## WHAT TO DO
1. Translate this sentence from the summary of the SGMA segmentation paper into Spanish: "Class-level semantic prototypes serve as cross-modal semantic anchors, circumventing the drawbacks of pixel-wise contrastive alignment."
2. Continue the summary of the SGMA segmentation paper, picking up right after its final sentence.

## SOURCE PASSAGE
────────────────────

SGMA: Semantic-Guided Modality-Aware Segmentation for Remote Sensing with Incomplete Multimodal Data¶

Conference: CVPR 2026 arXiv: 2603.02505 Code: N/A Area: Semantic Segmentation Keywords: Incomplete multimodal semantic segmentation, remote sensing, modality imbalance, semantic prototypes, adaptive fusion

TL;DR¶

This paper proposes the SGMA framework, which constructs global semantic prototypes via a Semantic-Guided Fusion (SGF) module for adaptive cross-modal fusion, and dynamically increases the training frequency of fragile modalities through a Modality-Aware Sampling (MAS) module. The framework addresses three core challenges in incomplete multimodal semantic segmentation for remote sensing: modality imbalance, large intra-class variance, and cross-modal heterogeneity.

Background & Motivation¶

1. State of the Field¶

Multimodal semantic segmentation (MSS) integrates information from multiple sensors—RGB, NIR, DSM, SAR—to achieve more accurate scene understanding in remote sensing Earth observation. In practice, sensor failures or incomplete coverage frequently cause modality absence, motivating research on incomplete multimodal semantic segmentation (IMSS).

2. Limitations of Prior Work¶

IMSS faces three major challenges:

Modality imbalance: Dominant modalities (e.g., RGB) overwhelm the learning of fragile modalities (e.g., DSM/NIR/SAR) during training.
Large intra-class variance: Instances of the same semantic category vary significantly in scale, orientation, and shape (e.g., buildings of different sizes).
Cross-modal heterogeneity: Different modalities produce conflicting responses for the same semantic region (e.g., rooftops and ground surfaces appear similar in RGB but differ greatly in DSM elevation).

3. Root Cause¶

Existing methods rely on contrastive learning or joint optimization, but forced alignment discards modality-specific information (over-alignment), and imbalanced training biases the model toward robust modalities. Modality dropout cannot sufficiently train fragile modalities, and MAE-based approaches focus on low-level reconstruction rather than high-level semantics.

4. Paper Goals¶

To design a unified framework that maintains robust performance under arbitrary modality-missing scenarios while explicitly addressing modality imbalance, intra-class variance, and cross-modal heterogeneity.

5. Starting Point¶

Class-level semantic prototypes serve as cross-modal semantic anchors, circumventing the drawbacks of pixel-wise contrastive alignment. Attention weights quantify modality robustness to guide adaptive fusion and sampling.

6. Core Idea¶

Multimodal features are compressed into global semantic prototypes (one vector per class), which serve as queries to adaptively aggregate per-modality features via attention. The attention weights simultaneously reflect modality reliability, driving the MAS module to increase training frequency for fragile modalities and achieve balanced learning.

────────────────────

## DATASET ENTRIES
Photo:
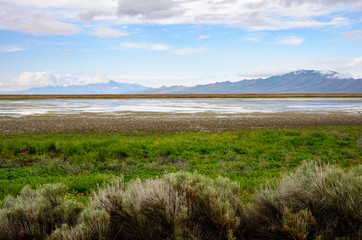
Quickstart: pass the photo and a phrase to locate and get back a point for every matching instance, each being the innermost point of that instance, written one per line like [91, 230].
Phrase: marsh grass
[250, 157]
[313, 202]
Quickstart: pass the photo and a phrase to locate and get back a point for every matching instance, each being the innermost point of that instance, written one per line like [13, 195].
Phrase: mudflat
[172, 122]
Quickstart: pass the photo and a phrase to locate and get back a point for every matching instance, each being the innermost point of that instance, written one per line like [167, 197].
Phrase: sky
[174, 42]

────────────────────

## ANSWERS TO THE TASKS
1. Los prototipos semánticos a nivel de clase sirven como anclas semánticas intermodales, lo que evita los inconvenientes de la alineación contrastiva a nivel de píxel.

2.
Method¶

Overall Architecture¶

SGMA establishes a dual-branch optimization structure containing two plug-and-play modules:

Semantic-Guided Fusion (SGF): Reduces intra-class variance and reconciles cross-modal heterogeneity through semantic prototype-guided attention fusion.
Modality-Aware Sampling (MAS): Dynamically adjusts modality sampling probabilities using robustness scores from SGF to alleviate modality imbalance.

All modalities share a single weight-tied encoder \(F\) that independently extracts features at 4 scales. During training, SGF and MAS generate segmentation predictions in parallel for joint optimization; at inference, only the SGF branch is retained.

Key Designs¶

1. Modality-specific Projector (MP)¶

Function: Maps per-modality features into a unified semantic space.
Mechanism: Employs three depthwise separable convolutions of different kernel sizes (11×11, 7×7, 3×3) to capture multi-scale context, followed by a 1×1 convolution for semantic projection.
Design Motivation: Multi-scale receptive fields allow features from different modalities to retain their respective scale information within the unified space.

2. Class-aware Semantic Filter (CSF) + Global Semantic Prototypes¶

Function: Compresses per-modality features from \(C_i\) channels to \(K\) channels (number of classes) to extract class-level semantic representations; generates global semantic prototypes \(p_{se}^{i,k} \in \mathbb{R}^{C}\) via matrix multiplication.
Mechanism: \(\{p_{se}^{i,k}\}_{k=1}^K = [c_m^i] \otimes [f_{m \to se}^i]^T\), computing a matrix product between compact and semantic features across all modalities to obtain a global prototype vector per class.
Design Motivation: Global prototypes provide a full receptive field, anchoring dispersed pixel representations to class centers and naturally reducing intra-class variance.

3. Spatial Perceptron (SP)¶

Function: Uses global semantic prototypes as queries to retrieve multimodal features at each spatial location via multi-head attention.
Mechanism: \(a_{se}^{i,k} = \text{MHA}_{SP}(q_i, k_i, v_i)\), where \(q_i\) is the prototype broadcast to every spatial position and \(k_i = v_i\) are the rearranged multimodal features.
Design Motivation: Enables each pixel to selectively aggregate the most relevant cross-modal information according to its semantic class, enhancing class consistency.

4. Robustness Perceptron (RP)¶

Function: Performs a second multi-head attention pass with semantically guided features as queries, producing both the fused feature \(f_{SGF}^i\) and modality robustness maps \(\{r_m^i\}_{m \in \mathcal{M}}\).
Mechanism: Attention weights reflect the alignment of each modality with the semantic prototypes—higher alignment indicates greater reliability for a given spatial location and semantic class.
Design Motivation: Provides class-dependent and scale-dependent modality reliability estimates; DSM receives high weights for structural classes such as buildings, NIR for vegetation, with adaptive adjustment across scales.

5. Modality-Aware Sampling (MAS)¶

Function: Inverts robustness scores into sampling probabilities, sampling one modality per training iteration for independent training.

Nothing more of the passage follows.